-- TO DO --
Please retype the rows below word for word, starting at the line that contains "Drop a marker on every instance of the woman's hand" and stopping after the final line of the rows.

-- DATA EXCERPTS --

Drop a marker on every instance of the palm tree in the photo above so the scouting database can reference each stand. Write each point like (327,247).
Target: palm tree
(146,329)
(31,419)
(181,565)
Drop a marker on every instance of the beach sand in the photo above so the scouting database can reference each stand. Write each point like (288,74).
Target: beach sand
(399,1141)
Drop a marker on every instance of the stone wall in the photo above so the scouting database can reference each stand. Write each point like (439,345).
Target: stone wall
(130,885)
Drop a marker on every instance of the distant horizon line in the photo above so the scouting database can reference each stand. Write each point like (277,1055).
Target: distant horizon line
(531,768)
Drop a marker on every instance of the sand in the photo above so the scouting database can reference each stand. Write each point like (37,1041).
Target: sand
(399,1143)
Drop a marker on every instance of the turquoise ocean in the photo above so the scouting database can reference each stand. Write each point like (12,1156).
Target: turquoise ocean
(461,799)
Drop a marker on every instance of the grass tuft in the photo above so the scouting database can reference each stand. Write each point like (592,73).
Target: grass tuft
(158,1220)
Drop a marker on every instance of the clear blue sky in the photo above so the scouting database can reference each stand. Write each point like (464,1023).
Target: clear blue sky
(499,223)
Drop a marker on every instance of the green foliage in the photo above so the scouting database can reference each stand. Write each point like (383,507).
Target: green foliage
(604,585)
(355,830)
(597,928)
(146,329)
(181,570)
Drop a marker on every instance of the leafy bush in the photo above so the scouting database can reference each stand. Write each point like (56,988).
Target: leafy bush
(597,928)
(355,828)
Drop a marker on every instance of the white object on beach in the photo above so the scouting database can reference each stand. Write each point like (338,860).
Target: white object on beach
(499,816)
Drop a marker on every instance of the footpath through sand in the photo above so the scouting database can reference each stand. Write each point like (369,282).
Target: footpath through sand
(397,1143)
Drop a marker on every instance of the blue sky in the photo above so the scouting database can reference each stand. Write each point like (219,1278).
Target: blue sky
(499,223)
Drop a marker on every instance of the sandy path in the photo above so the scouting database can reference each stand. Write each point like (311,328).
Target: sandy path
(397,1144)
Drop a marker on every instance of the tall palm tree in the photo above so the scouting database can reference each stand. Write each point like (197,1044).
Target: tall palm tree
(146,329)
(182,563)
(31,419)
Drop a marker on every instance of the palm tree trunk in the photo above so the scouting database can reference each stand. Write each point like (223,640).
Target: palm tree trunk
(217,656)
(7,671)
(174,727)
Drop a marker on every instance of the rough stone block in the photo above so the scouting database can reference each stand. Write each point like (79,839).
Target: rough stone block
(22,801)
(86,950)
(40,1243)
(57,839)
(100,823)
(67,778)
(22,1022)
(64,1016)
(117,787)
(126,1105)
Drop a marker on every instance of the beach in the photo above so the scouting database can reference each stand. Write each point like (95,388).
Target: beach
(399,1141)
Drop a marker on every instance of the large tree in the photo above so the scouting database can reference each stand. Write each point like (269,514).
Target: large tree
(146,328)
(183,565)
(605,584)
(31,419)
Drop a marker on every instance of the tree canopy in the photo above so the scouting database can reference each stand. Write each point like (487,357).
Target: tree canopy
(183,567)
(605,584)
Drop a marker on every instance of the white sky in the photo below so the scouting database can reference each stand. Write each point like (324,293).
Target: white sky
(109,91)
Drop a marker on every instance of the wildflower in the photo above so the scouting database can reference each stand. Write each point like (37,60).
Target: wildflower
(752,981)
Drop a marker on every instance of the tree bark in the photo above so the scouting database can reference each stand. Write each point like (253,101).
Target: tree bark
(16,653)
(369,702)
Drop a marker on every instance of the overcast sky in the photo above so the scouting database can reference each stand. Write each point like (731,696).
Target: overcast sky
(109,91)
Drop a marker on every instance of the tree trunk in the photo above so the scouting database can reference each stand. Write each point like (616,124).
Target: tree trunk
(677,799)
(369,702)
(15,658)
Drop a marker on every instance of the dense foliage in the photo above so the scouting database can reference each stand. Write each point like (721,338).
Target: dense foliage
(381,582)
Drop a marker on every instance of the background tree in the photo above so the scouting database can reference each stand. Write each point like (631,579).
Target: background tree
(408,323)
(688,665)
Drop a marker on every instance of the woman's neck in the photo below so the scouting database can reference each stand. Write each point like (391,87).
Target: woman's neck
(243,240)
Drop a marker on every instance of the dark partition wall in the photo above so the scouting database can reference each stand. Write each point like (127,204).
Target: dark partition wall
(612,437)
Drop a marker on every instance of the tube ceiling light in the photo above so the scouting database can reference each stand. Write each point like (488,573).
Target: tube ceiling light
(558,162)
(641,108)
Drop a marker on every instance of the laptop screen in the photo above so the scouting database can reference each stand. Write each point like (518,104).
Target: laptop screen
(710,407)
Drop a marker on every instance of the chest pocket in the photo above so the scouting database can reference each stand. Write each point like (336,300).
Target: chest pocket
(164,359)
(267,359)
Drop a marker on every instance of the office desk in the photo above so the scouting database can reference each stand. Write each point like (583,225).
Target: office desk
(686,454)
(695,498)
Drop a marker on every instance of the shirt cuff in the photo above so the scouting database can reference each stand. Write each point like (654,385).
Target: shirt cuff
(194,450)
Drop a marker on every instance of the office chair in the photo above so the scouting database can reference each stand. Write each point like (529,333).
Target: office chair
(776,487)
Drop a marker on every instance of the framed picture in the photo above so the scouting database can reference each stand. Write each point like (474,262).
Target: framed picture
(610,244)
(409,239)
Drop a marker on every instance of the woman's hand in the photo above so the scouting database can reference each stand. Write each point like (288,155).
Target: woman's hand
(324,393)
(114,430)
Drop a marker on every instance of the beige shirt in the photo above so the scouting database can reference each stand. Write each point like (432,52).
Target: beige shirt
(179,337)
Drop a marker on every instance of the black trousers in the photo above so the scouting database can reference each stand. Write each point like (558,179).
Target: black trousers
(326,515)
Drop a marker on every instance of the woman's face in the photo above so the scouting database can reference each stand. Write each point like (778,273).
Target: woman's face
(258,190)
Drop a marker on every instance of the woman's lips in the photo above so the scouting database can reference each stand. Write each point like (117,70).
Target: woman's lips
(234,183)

-- FINISHED EXERCISE --
Drop a marker on every instance of the woman's hand in the photo above so the scouting database can reference each stand. Write each point like (288,155).
Target: woman's hand
(324,393)
(114,430)
Drop a marker on every instance of the beige shirt in the photo above so the scouting database can reference each stand. Write each point like (432,52).
Target: beige shirt
(179,337)
Drop a marker on every instance of the black trousers in the photo above so the scouting database can reference each stand. Write each point like (558,179).
Target: black trousers
(326,515)
Drop a marker on every instance of the woman's face in the photo above so the scouting database can reference each stand. Write each point like (778,273).
Target: woman's face
(258,190)
Drop a marker on every instance of the woman's lips in the photo above so the scouting database can reference each stand. Write each point like (117,70).
Target: woman's lips
(234,183)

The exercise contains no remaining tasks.